Leave out the pictures and repeat the data exactly.
— begin —
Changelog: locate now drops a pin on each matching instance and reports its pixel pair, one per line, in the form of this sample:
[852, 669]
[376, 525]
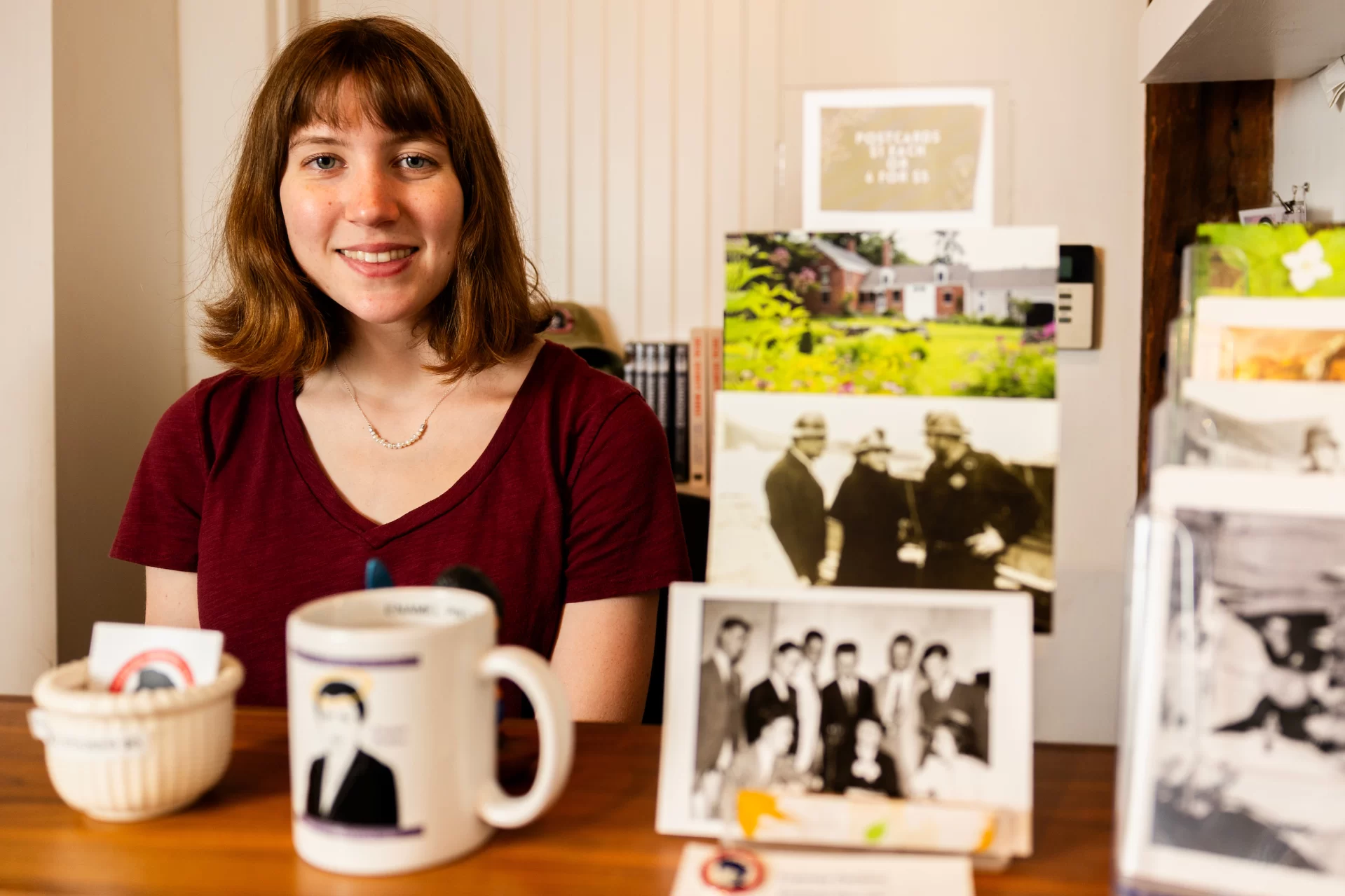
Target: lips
[378, 257]
[378, 260]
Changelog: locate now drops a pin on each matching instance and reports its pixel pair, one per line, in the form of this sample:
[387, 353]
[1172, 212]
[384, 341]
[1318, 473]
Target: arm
[1018, 506]
[603, 657]
[783, 510]
[171, 598]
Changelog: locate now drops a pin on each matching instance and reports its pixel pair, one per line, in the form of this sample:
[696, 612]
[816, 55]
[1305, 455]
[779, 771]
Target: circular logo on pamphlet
[152, 669]
[733, 871]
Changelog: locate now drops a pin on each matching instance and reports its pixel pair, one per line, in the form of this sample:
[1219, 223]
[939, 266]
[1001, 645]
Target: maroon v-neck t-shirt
[572, 499]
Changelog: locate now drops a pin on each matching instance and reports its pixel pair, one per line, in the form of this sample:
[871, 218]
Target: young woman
[388, 394]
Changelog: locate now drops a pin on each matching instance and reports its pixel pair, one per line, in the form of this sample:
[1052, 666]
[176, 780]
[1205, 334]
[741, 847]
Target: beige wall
[1309, 147]
[224, 50]
[27, 456]
[639, 131]
[118, 343]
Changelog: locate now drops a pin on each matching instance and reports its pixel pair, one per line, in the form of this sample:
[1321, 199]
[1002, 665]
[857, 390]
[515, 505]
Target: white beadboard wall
[607, 112]
[638, 132]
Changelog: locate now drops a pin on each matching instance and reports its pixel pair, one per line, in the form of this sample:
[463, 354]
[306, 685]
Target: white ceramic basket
[139, 755]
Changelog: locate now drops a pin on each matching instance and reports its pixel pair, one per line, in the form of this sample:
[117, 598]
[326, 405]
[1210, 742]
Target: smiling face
[733, 641]
[935, 666]
[787, 662]
[338, 723]
[373, 217]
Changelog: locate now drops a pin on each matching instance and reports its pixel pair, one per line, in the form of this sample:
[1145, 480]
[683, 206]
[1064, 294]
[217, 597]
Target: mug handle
[554, 733]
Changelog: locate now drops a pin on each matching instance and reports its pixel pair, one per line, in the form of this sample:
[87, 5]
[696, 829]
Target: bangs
[367, 71]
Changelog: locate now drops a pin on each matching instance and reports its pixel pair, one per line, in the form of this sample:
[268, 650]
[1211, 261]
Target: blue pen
[377, 574]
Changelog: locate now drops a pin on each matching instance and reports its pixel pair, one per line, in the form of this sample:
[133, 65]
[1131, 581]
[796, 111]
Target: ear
[377, 574]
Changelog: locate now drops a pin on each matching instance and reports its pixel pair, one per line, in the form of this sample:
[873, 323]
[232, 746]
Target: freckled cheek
[439, 214]
[310, 217]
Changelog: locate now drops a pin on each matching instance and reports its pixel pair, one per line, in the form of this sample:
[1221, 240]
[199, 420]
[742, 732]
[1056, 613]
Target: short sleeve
[624, 529]
[162, 521]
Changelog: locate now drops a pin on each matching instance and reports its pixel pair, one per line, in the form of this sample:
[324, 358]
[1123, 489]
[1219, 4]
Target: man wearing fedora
[798, 507]
[970, 509]
[873, 511]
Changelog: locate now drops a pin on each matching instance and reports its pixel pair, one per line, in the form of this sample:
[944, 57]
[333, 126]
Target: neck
[388, 359]
[955, 454]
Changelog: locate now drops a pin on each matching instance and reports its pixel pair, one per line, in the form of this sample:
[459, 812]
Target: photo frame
[986, 642]
[899, 158]
[1289, 339]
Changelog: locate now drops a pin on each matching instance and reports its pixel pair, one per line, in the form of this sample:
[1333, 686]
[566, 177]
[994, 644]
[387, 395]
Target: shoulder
[584, 399]
[569, 378]
[979, 460]
[219, 396]
[219, 406]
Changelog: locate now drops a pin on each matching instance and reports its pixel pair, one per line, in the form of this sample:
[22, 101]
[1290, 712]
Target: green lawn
[954, 355]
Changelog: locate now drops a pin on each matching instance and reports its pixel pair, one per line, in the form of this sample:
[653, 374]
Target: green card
[1286, 260]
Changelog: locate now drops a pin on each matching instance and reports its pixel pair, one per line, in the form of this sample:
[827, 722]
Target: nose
[373, 200]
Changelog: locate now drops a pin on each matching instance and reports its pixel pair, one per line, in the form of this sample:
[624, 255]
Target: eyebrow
[326, 140]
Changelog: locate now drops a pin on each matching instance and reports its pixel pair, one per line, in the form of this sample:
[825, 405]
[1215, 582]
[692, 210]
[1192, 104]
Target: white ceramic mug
[393, 732]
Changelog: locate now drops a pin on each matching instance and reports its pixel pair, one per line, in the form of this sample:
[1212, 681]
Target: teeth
[376, 257]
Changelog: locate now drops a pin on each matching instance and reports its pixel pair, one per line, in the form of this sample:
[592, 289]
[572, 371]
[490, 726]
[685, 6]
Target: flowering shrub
[1028, 371]
[772, 343]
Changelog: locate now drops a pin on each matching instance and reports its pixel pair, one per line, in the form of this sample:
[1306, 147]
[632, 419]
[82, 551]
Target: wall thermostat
[1075, 298]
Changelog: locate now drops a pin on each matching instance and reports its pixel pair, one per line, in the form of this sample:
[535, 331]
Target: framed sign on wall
[900, 158]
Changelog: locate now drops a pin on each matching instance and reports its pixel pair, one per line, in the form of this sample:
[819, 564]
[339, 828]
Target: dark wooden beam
[1208, 152]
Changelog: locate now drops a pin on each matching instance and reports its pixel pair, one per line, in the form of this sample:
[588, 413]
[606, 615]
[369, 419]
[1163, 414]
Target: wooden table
[597, 840]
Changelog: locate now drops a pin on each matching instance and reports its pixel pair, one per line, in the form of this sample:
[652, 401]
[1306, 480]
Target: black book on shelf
[629, 369]
[662, 388]
[641, 364]
[680, 443]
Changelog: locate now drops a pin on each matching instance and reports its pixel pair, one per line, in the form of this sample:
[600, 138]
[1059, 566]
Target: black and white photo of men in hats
[578, 329]
[797, 504]
[969, 506]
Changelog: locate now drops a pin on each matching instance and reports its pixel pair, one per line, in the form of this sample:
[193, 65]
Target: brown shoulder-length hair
[273, 321]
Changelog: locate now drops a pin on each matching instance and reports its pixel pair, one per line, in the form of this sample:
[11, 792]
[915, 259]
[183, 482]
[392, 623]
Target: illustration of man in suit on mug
[345, 783]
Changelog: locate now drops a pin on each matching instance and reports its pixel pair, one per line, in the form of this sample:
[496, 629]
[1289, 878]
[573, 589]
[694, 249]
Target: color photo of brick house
[919, 292]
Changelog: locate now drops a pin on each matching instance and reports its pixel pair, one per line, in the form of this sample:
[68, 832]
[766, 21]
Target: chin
[383, 310]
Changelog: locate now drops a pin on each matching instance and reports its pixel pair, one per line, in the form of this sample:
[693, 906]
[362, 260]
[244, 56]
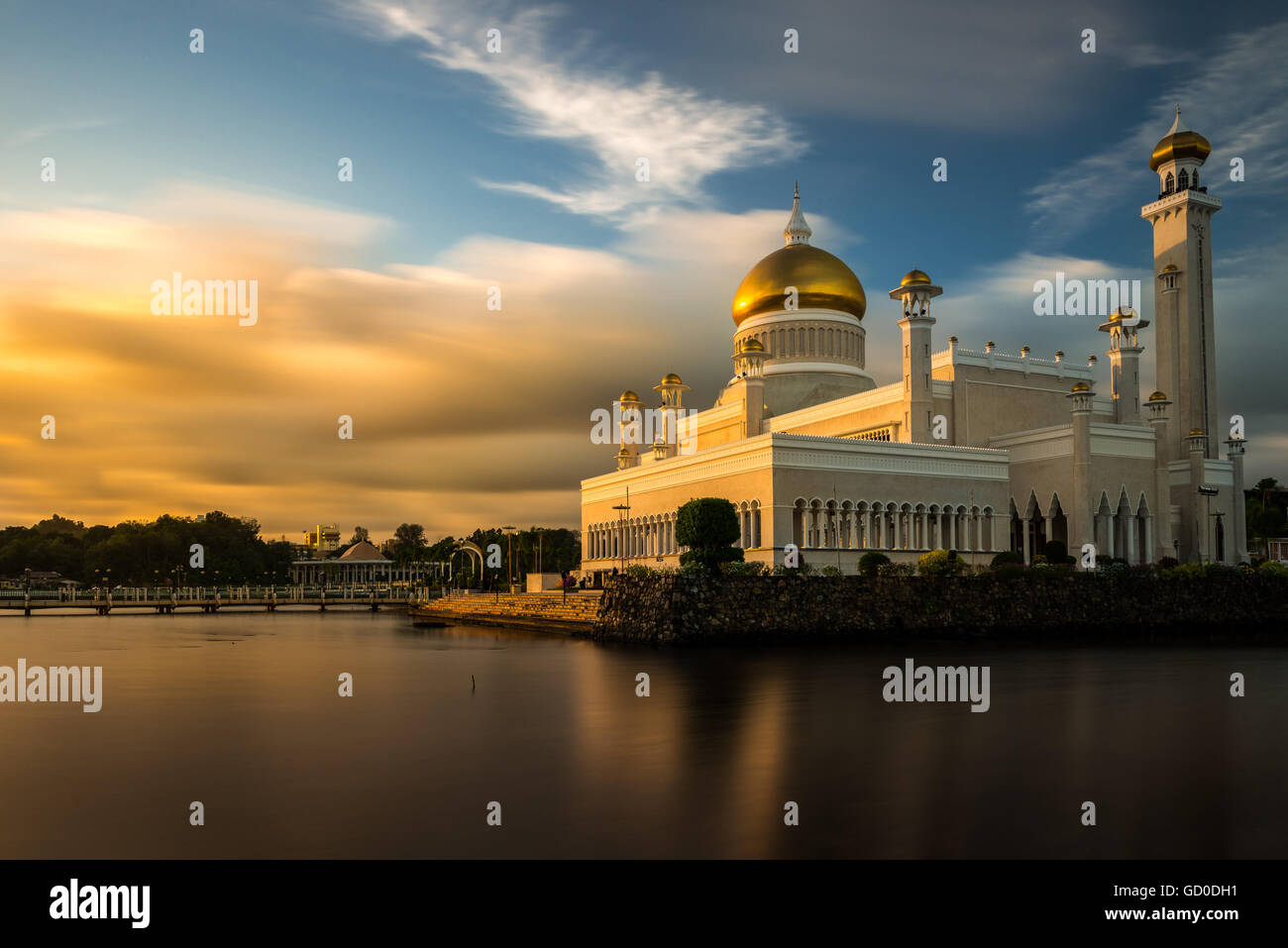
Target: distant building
[322, 540]
[360, 566]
— end —
▶ Response to this task:
Changelog: locate now drops a pin on each matching instance and reports its pixel pair, one per line, in the form of this sample:
[852, 669]
[376, 525]
Target: lips
[378, 257]
[378, 260]
Changelog: locate now drops a pin on each matching instance and reports its pixel pair, one per line, in the form of this sample:
[387, 353]
[1172, 212]
[384, 341]
[1318, 473]
Target: arm
[1018, 506]
[603, 657]
[783, 510]
[171, 598]
Changelog: locate now drops a pin on each matching instance and reports its pixel pair, one per line, in the form of this sample:
[696, 612]
[816, 55]
[1305, 455]
[779, 771]
Target: circular logo on pamphlet
[152, 669]
[733, 871]
Changelog: locate now drops a pin on each matching instance and reports its pixel pair, one per line, in the form of this sample:
[1219, 223]
[939, 266]
[1001, 645]
Target: maroon v-neck t-shirt
[572, 499]
Changelog: locate now drops a pin on each matching instance and reports its pixel pair, one per line, in the form of this sample:
[871, 218]
Target: young woman
[388, 394]
Changelog: locate now drops a pin on each matching instance and reports its pixel pair, one per line, in the form of this sample:
[1052, 666]
[176, 780]
[1205, 334]
[741, 847]
Target: beige wall
[1309, 147]
[224, 50]
[27, 456]
[639, 131]
[118, 343]
Changelog: locate now drops a pin on each matching instance and reports its pixel pair, one per line, in the form of this sample:
[1321, 199]
[1002, 665]
[857, 390]
[515, 505]
Target: white beadboard wall
[607, 112]
[638, 132]
Changelog: locate now drops a pin on each matching instance and reports its pixel pair, one per line, in the form of this sample:
[463, 354]
[306, 685]
Target: white ceramic basket
[139, 755]
Changelog: locate now drops a pin on each matching instance and reports its pixel pair, one per line, in the form of this sample:
[117, 598]
[326, 405]
[1210, 742]
Target: smiling face
[733, 641]
[935, 666]
[787, 662]
[338, 723]
[373, 217]
Changelog: locate now drops a pin on each matching instance and reports its pixel pair, one per line, in the form of this sample:
[1145, 480]
[683, 206]
[1064, 294]
[217, 597]
Target: mug handle
[554, 733]
Changelog: locate now drops a pin on each matching instance and reports its pixel pair, one per line, in the form of this sample:
[87, 5]
[696, 829]
Target: bangs
[367, 71]
Changelog: locate now drops a pin on each matching instance and reports its pixel pair, one per line, in the form of this sample:
[268, 650]
[1211, 261]
Target: blue pen
[377, 574]
Changelog: locate now drops a pin on each matching instance and reports its pixel pair, one per line, in the form of this sample:
[133, 65]
[1131, 581]
[796, 111]
Target: ear
[377, 574]
Changelog: locate now drops a pin on each matching instance and reports its pixel pair, one per line, in the form of this sample:
[873, 323]
[232, 746]
Target: freckled cheek
[439, 214]
[310, 217]
Changelog: locate now drops a pin on each matching instance and reports its pixel pair, one per line, in the form of this sample:
[1221, 240]
[199, 420]
[742, 732]
[1056, 613]
Target: short sleeve
[624, 529]
[162, 521]
Changelog: locate now drops a pin on each matching instance and reports its pixel pair, one per line, in the form of this sample:
[324, 358]
[1123, 489]
[1219, 4]
Target: man wearing fedora
[798, 507]
[970, 509]
[873, 511]
Changelog: locate now drops a pin on each matching instance and reports its pixel pair, one per line, in the form of this sample:
[944, 57]
[333, 126]
Target: neck
[388, 359]
[955, 454]
Changelog: locate now drops a pin on each matching instance and reports its pixel pair, one per line, in the form of this sample:
[459, 812]
Target: photo frame
[986, 642]
[899, 158]
[1289, 339]
Changelog: locate now drops a pin on each matching instance and reports its pixel pair, one per line, in the form of this sample:
[1333, 686]
[566, 177]
[994, 644]
[387, 395]
Target: shoulder
[584, 399]
[569, 378]
[979, 460]
[219, 396]
[219, 406]
Changelog: locate now drops a pin on each matching instance and reports its pixel pair, one per line, in the form of this sample:
[22, 101]
[1290, 712]
Target: green lawn
[954, 355]
Changelog: locate now drops a pin on each matching instance and reports its pixel pair, one per line, in the form of this sample:
[653, 374]
Target: green card
[1286, 260]
Changelog: locate now drops a pin on each matching instance and reports its pixel pair, one per line, in the form of this sample:
[827, 722]
Target: nose
[373, 200]
Changelog: locate now drops a pin on each matching instance and reports its pixel pair, one per line, in the form of this sample:
[624, 255]
Target: eyebrow
[326, 140]
Changelog: locate now drops a pin on each matching instance and reports its pixel pair, one per line, in the form of this sample:
[825, 405]
[1215, 582]
[692, 210]
[1192, 104]
Target: white ceramic mug
[393, 732]
Changelog: locate now drops a pin on each matching instance and reports its pixel pair, one per line, in the form of this sample:
[1212, 681]
Target: teeth
[376, 257]
Changelog: locate now drops a pin on each matching instance and reports its pixel pair, one per line, in the form of this sample:
[592, 289]
[572, 371]
[490, 726]
[685, 6]
Target: flowering shrub
[1028, 371]
[772, 343]
Changelog: locate now drops a pin on each matching instance and reports its pixel pair, one per line, in the form of this sample:
[1306, 147]
[632, 419]
[82, 551]
Target: wall thermostat
[1075, 298]
Changelog: locate now drops a pin on each matching instance and reports its pixel pair, one per line, in the form of this sample:
[535, 331]
Target: framed sign on wall
[900, 158]
Changelog: locate now drops a pin on each matching instance and reports its pixel pair, one per line, in the form of this sample:
[819, 564]
[339, 828]
Target: dark wooden beam
[1208, 152]
Changelog: locate now drops a pin on each matching instance and reports its pixel pair, one per line, in the form of this sample:
[588, 413]
[606, 615]
[369, 419]
[1163, 414]
Target: wooden table
[597, 840]
Changelog: locate now drops a pin on each matching instance and reports its pixel pair, one per line, in the form of this sample:
[652, 401]
[1306, 480]
Target: black book on shelf
[629, 369]
[662, 388]
[641, 364]
[680, 443]
Changelog: locate now drops a pin on each matching instance and reports its pixel pair, one per line, in the form of this sample:
[600, 138]
[1059, 566]
Target: black and white photo of men in hats
[578, 329]
[797, 504]
[969, 506]
Changelog: locate now drops a pin on each matching instance and reports its pixel pair, one per line, in the form of this sample:
[193, 65]
Target: brown shoulder-length hair
[273, 321]
Changelog: locate now drops a pin on each matching instance and reports its pixel pair, one per line, in the form of this sample:
[11, 792]
[915, 259]
[183, 482]
[392, 623]
Target: illustration of man in suit on mug
[345, 783]
Changelog: locate now drops a pin on each matching instance and reports its pixel pair, one per line, in the form of this sample:
[496, 629]
[1289, 878]
[573, 589]
[694, 249]
Target: color photo of brick house
[919, 292]
Changelog: locate now drops a pin on each matching instance and reports its pixel pair, one per line, in the form of this sample:
[68, 832]
[766, 21]
Target: chin
[383, 310]
Changelog: locate now drops a pin on each matching instance and reports its pixel pair, one per line, in the form of this sample:
[693, 906]
[362, 260]
[244, 56]
Target: distant building
[322, 540]
[360, 566]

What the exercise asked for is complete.